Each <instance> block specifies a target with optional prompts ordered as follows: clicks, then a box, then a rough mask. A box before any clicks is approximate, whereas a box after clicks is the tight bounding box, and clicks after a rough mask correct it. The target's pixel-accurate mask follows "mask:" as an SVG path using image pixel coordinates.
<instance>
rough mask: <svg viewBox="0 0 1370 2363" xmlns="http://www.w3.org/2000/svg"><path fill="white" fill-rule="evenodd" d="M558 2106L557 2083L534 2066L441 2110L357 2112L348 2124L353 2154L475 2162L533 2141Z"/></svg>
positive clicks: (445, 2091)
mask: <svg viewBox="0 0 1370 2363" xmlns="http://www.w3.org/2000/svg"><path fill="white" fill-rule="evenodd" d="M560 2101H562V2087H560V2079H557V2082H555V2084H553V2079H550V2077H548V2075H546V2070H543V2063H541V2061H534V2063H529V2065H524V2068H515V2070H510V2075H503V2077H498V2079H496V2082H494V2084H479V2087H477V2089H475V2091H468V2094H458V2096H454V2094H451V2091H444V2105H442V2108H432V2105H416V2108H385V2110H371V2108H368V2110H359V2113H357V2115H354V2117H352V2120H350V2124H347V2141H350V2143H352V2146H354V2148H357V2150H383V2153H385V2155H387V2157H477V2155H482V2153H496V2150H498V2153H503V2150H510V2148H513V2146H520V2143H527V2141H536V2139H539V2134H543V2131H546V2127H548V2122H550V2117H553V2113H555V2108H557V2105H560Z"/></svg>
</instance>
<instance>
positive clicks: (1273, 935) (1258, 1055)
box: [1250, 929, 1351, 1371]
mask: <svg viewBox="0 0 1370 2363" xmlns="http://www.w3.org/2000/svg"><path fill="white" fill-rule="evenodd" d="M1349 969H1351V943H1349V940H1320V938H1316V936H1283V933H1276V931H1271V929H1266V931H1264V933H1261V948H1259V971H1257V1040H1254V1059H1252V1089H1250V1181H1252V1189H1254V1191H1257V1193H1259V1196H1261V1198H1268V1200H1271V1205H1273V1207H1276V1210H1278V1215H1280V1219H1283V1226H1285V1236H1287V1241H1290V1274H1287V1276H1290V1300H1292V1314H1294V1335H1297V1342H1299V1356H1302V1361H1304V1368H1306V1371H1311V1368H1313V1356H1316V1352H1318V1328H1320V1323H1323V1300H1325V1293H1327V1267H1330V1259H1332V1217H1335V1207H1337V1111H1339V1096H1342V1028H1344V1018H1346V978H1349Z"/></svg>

**EXERCISE AIM:** Once you have read the records above, set every one of them down again exactly.

**RESPONSE TO THIS EXERCISE:**
Each <instance> block specifies a target with optional prompts ordered as follows: clicks, then a box, then a rough mask. A box before any clicks is approximate, whereas a box after clicks is the tight bounding box, and clicks after a rough mask correct it. The target's pixel-accurate mask follows "mask:" as an SVG path using image pixel coordinates.
<instance>
rough mask: <svg viewBox="0 0 1370 2363" xmlns="http://www.w3.org/2000/svg"><path fill="white" fill-rule="evenodd" d="M558 2106L557 2083L534 2066L441 2110L357 2112L348 2124L353 2154L475 2162L533 2141Z"/></svg>
positive clicks: (445, 2091)
mask: <svg viewBox="0 0 1370 2363" xmlns="http://www.w3.org/2000/svg"><path fill="white" fill-rule="evenodd" d="M560 2101H562V2087H560V2079H557V2082H555V2084H553V2079H550V2077H548V2075H546V2070H543V2063H541V2061H534V2063H529V2065H524V2068H515V2070H510V2075H503V2077H498V2079H496V2082H494V2084H479V2087H477V2089H475V2091H468V2094H458V2096H454V2094H451V2091H444V2105H442V2108H432V2105H416V2108H385V2110H371V2108H368V2110H359V2113H357V2115H354V2117H352V2120H350V2124H347V2141H350V2143H352V2146H354V2148H357V2150H383V2153H385V2155H387V2157H477V2155H482V2153H496V2150H498V2153H503V2150H510V2148H513V2146H520V2143H527V2141H536V2139H539V2134H543V2131H546V2127H548V2122H550V2117H553V2113H555V2108H557V2105H560Z"/></svg>
</instance>
<instance>
positive clicks: (1273, 935) (1258, 1055)
box: [1250, 929, 1351, 1371]
mask: <svg viewBox="0 0 1370 2363" xmlns="http://www.w3.org/2000/svg"><path fill="white" fill-rule="evenodd" d="M1349 969H1351V943H1349V940H1320V938H1316V936H1283V933H1276V931H1271V929H1266V931H1264V933H1261V948H1259V971H1257V1040H1254V1059H1252V1089H1250V1181H1252V1189H1254V1191H1257V1193H1259V1196H1261V1198H1268V1200H1271V1205H1273V1207H1276V1210H1278V1215H1280V1219H1283V1226H1285V1236H1287V1241H1290V1274H1287V1276H1290V1300H1292V1314H1294V1335H1297V1342H1299V1356H1302V1361H1304V1368H1306V1371H1311V1368H1313V1356H1316V1352H1318V1328H1320V1323H1323V1300H1325V1293H1327V1267H1330V1259H1332V1217H1335V1207H1337V1111H1339V1096H1342V1028H1344V1018H1346V978H1349Z"/></svg>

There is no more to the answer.